**PROBLEM STATEMENT:** From the passage on orphan works below, list each resource it names for tracing rights holders.

Currently many cultural heritage institutions (CHIs) choose not to digitise their copyright works and make them accessible online because the resources required to carry out manual searches for rights holders (so that they have an evidence base) are too onerous. Some might take a more risk managed approach – but the risks can perturb many of them from taking this approach. The net result is that millions of cultural assets remain warehoused and valuable cultural assets unsurfaced to the public. UK Government has estimated that there are approximately 91 million orphan works across CHIs.
‘Diligent searches’, are those which need to be performed to a standard where a rights holder will be identified if reasonably possible. The UK Government’s Intellectual Property Office (UKIPO) describes what it regards as acceptable, listing resources the applicant to its Orphan Works Licensing Scheme (OWLS) should have considered searching for each type of work. No two searches are identical, and the UKIPO will assess whether the applicant’s search is satisfactory before awarding a licence. The resources used to trace rights holders include ones where clear positive matched are possible, such as collecting societies and rights holder representatives, the use of reverse image searches, commercial image suppliers and more general information sources such as news archives and Google searches.

**MATERIAL SUPPLIED:**
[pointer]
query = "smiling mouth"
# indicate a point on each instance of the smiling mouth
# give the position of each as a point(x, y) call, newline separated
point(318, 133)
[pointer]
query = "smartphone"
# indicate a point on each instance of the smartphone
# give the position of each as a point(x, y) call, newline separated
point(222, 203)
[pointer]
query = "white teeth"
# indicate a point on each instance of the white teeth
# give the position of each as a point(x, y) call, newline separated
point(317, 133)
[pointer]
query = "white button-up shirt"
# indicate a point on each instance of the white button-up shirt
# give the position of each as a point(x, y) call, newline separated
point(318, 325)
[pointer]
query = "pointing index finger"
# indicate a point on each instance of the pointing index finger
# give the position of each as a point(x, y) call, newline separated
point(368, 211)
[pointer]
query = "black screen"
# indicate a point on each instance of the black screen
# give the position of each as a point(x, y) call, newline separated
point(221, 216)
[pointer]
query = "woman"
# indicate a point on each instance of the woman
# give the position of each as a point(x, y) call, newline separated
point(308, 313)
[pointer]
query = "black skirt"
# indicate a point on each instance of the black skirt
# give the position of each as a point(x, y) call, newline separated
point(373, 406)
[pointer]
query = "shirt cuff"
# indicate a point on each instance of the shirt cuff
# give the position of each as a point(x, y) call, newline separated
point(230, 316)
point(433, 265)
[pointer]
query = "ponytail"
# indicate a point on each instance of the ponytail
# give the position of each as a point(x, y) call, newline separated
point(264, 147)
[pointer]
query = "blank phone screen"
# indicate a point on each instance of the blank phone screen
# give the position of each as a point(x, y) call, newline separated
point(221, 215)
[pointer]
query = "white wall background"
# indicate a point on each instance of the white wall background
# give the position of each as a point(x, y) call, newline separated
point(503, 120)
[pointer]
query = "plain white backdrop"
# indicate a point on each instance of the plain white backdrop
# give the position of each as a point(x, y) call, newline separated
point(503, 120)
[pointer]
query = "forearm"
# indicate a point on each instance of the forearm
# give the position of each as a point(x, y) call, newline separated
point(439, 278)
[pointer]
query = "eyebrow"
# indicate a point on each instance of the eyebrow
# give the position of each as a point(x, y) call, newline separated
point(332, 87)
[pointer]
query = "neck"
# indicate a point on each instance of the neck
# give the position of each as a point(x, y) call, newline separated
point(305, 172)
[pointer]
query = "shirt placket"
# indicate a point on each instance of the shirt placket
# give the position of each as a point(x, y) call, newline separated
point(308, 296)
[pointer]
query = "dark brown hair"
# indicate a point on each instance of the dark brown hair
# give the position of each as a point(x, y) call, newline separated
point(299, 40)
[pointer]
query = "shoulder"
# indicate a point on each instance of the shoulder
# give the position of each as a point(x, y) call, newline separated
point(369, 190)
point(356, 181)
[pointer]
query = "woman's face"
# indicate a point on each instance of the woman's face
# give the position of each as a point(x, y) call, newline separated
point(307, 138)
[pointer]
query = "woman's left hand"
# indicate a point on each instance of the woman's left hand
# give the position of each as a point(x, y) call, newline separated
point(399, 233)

**OUTPUT:**
- Collecting societies
- Rights holder representatives
- Reverse image searches
- Commercial image suppliers
- News archives
- Google searches